= WHAT IS BEING ASKED =
Repeat only the lines below from the one that contains "Record the location of each instance of the red sailboat" through the final line, exactly. Omit pictures.
++++++++++++++++++++
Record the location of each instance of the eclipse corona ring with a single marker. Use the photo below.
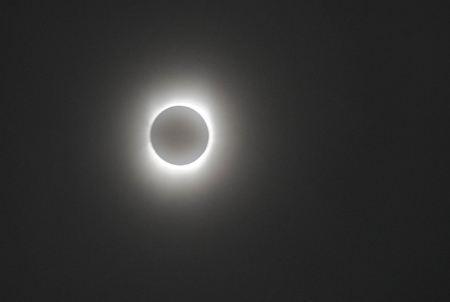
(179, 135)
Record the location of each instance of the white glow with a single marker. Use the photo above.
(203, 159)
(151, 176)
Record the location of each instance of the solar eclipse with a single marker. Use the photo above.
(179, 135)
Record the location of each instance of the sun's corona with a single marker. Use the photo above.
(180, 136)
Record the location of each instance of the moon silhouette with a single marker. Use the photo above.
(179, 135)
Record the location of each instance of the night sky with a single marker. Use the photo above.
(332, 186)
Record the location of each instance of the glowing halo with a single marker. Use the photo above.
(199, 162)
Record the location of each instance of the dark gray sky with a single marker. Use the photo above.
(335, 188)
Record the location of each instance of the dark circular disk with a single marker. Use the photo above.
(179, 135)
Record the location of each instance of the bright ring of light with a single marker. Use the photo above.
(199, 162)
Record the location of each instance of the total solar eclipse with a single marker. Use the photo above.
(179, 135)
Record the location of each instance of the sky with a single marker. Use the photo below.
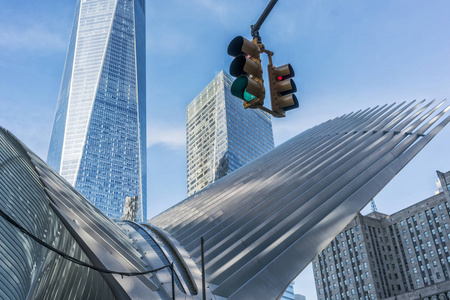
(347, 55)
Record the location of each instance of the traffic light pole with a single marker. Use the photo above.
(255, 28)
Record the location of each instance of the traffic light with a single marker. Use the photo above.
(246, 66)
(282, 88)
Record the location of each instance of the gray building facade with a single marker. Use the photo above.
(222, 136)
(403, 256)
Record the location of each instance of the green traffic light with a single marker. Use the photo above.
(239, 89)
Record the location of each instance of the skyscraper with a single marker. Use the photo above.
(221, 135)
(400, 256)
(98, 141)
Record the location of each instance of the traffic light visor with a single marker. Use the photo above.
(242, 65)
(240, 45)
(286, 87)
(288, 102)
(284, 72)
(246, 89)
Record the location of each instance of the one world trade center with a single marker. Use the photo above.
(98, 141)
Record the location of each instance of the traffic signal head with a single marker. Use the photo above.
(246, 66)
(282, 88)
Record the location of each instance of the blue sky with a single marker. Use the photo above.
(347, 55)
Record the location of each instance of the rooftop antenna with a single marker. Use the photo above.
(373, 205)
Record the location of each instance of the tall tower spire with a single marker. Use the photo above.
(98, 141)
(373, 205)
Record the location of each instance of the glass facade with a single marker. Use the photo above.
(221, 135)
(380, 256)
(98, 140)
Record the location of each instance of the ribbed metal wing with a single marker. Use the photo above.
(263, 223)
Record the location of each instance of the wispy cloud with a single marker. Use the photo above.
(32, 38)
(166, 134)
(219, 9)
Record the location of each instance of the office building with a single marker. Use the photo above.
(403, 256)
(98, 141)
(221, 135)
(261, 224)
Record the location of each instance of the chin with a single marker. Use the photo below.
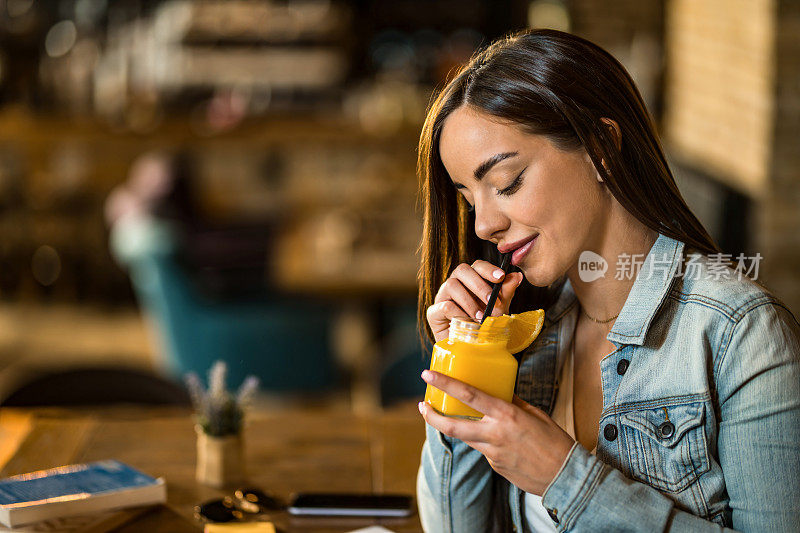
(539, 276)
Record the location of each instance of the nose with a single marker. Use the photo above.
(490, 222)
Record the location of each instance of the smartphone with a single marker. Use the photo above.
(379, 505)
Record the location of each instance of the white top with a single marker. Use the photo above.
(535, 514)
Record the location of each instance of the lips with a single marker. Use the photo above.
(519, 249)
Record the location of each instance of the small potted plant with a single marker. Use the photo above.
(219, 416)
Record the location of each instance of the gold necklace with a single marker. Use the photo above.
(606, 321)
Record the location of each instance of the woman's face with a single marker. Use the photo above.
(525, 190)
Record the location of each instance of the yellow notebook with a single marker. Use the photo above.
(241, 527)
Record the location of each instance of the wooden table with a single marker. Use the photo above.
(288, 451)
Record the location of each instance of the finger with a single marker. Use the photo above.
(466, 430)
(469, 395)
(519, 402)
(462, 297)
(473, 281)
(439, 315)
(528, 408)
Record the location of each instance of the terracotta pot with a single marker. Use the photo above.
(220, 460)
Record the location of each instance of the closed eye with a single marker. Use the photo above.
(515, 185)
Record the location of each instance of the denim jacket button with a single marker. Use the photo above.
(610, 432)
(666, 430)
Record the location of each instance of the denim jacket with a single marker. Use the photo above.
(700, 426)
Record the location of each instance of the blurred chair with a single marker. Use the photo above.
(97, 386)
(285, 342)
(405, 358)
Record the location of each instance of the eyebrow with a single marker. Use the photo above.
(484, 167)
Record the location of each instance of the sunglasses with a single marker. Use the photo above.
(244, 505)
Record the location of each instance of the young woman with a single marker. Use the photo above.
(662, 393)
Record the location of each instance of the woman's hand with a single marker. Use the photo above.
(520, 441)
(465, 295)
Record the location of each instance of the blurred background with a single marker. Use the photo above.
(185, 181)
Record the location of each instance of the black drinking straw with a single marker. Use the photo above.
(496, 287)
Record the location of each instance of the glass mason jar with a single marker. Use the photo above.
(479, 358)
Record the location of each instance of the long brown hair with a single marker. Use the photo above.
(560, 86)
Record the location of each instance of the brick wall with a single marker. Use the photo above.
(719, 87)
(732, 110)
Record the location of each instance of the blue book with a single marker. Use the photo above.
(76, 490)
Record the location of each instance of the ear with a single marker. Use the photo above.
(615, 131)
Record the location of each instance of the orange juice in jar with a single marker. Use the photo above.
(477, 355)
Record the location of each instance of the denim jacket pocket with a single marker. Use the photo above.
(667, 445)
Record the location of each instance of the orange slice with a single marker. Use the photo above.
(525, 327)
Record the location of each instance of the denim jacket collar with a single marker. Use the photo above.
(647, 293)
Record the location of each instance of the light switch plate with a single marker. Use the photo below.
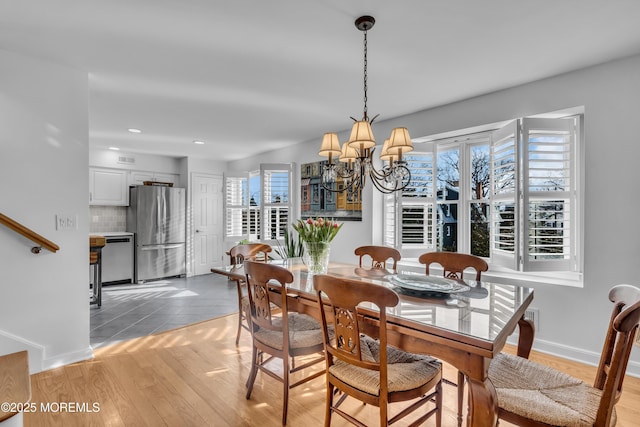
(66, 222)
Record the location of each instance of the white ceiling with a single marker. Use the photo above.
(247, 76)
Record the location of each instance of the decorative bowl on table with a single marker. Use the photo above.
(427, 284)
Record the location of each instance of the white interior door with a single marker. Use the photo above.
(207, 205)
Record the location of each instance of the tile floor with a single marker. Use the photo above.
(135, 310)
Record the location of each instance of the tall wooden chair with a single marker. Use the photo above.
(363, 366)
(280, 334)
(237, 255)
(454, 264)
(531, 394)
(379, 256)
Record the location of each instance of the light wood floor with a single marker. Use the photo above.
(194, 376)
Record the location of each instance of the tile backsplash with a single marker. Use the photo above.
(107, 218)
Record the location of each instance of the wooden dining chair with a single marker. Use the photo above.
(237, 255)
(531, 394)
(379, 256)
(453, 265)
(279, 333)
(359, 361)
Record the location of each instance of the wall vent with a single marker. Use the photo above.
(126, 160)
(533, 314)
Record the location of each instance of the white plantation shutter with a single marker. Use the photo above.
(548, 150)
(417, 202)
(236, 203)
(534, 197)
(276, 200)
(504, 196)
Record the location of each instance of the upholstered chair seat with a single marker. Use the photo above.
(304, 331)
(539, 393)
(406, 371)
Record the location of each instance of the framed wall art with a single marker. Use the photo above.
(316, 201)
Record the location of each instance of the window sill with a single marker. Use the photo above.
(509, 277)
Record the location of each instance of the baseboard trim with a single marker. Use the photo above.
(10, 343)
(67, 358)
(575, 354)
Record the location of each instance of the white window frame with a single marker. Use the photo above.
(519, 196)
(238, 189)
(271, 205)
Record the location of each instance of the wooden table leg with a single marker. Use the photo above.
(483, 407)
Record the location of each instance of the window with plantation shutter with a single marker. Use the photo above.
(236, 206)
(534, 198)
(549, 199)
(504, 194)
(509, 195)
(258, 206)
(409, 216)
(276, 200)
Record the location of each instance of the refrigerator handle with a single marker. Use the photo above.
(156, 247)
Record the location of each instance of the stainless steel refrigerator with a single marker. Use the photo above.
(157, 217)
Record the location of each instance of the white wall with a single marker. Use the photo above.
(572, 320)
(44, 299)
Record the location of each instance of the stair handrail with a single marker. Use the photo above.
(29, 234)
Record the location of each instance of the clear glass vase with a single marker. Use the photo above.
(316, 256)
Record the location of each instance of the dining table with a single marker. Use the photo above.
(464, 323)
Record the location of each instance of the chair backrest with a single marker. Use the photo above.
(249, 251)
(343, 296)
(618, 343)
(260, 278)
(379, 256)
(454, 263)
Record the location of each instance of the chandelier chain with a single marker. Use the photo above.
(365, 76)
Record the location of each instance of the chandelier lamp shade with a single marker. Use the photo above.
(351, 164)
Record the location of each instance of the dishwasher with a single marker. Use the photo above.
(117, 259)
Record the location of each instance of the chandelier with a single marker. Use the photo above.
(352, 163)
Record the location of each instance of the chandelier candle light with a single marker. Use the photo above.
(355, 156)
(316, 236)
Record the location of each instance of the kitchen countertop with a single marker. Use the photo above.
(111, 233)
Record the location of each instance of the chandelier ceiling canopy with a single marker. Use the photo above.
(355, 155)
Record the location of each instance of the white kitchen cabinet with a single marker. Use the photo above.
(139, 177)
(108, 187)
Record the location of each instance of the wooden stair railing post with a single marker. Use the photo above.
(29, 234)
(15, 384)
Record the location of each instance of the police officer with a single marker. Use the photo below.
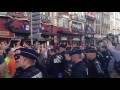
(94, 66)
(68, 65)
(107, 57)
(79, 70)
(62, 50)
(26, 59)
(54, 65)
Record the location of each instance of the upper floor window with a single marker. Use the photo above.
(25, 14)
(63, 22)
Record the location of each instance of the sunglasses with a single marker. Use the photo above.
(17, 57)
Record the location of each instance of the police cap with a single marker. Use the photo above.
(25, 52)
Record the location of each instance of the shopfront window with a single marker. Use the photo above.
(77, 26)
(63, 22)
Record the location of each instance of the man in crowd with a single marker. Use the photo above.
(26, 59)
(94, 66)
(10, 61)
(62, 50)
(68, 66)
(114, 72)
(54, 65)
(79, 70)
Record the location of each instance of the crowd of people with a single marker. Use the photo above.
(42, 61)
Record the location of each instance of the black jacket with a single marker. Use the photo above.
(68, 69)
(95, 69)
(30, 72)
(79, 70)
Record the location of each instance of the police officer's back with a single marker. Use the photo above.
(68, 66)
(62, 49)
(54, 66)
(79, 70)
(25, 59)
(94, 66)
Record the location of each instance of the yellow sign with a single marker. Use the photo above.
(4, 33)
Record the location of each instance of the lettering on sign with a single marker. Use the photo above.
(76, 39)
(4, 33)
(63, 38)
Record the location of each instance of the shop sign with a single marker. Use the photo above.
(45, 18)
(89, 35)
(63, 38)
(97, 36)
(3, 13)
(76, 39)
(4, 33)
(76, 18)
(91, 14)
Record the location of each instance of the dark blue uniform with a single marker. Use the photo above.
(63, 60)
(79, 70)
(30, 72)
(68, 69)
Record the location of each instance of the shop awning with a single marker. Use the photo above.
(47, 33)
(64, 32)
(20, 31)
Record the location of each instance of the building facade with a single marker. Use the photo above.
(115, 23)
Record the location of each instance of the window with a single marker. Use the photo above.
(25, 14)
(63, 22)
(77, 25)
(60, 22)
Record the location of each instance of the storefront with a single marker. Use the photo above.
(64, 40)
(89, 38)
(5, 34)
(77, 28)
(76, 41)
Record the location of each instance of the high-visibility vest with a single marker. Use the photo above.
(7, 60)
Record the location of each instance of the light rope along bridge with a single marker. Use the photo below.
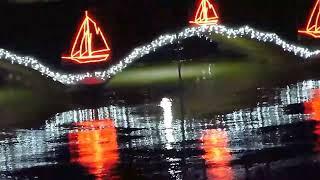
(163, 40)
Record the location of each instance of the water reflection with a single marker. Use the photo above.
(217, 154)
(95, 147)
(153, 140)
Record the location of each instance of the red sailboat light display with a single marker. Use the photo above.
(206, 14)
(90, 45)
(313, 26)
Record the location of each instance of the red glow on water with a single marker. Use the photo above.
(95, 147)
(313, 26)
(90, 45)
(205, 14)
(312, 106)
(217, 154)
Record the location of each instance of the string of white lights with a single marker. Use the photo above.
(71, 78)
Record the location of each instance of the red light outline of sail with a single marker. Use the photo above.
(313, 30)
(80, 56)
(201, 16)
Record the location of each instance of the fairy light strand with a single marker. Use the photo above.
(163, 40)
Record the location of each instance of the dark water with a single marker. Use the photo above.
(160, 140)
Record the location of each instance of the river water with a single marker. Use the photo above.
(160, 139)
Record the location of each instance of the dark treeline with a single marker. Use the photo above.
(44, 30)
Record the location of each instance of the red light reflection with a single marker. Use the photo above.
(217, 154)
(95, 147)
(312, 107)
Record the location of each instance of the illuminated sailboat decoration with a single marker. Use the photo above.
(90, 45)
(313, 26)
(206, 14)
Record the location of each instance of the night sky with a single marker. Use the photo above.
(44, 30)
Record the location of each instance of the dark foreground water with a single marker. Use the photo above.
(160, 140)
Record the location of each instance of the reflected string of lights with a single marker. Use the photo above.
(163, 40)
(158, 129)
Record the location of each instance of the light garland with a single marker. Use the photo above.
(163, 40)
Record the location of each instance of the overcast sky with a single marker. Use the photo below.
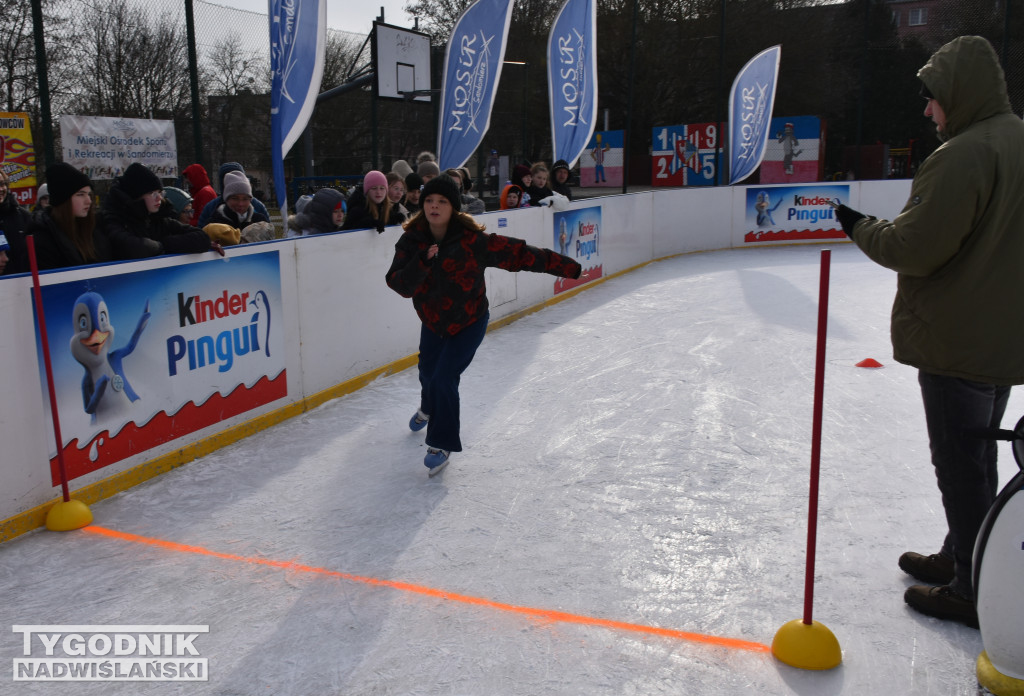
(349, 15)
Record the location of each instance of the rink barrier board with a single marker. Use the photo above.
++++++++++++++++++++
= TASK RESPONSE =
Record the location of each instance of the red sailboat light display with a single marker. Use the photo above.
(206, 14)
(90, 45)
(313, 26)
Record the location of each instance of the red glow on water with a single marker. Use the photo above.
(95, 147)
(313, 26)
(90, 45)
(205, 14)
(312, 106)
(217, 154)
Record the location of each instance of the string of white lights with a single marker. Use the photo above.
(71, 78)
Record the location of each instance of the red light outline of sail with a single marker. Use the photo above.
(313, 30)
(80, 56)
(201, 16)
Record the location of each instance of the fairy light strand with a single marker. Use the photo above.
(163, 40)
Record the location of each instance of the dark water with a single marker. Use the photo above.
(160, 140)
Record the location of each instance of the river water with a single marker. Use the photo above.
(160, 139)
Record the location of each instance of the dark treeline with a single marker. Use the photo above.
(44, 30)
Record the location of each instance of the red light reflection with a single marker. Use the photo above.
(217, 154)
(95, 147)
(312, 107)
Record the location of each instance of the illuminated sailboat decoration with a single marker. Use the photo above.
(90, 45)
(313, 26)
(206, 14)
Record the location of each instance of the night sky with a single marker. Use the photo above.
(44, 30)
Record the location of each instance of the dark foreground water with a single marker. Use the photo above.
(160, 140)
Record the location of each instance of the reflected string of lights with a single marker. Use the photo above.
(163, 40)
(158, 129)
Record the location of each instance of the light garland with a single marker. Use the photo above.
(163, 40)
Record the location of each instance of the overcast sky with a single marker. Use the photo below.
(349, 15)
Record the location of each instance of the rink barrier board with a single marker. Use the photo above.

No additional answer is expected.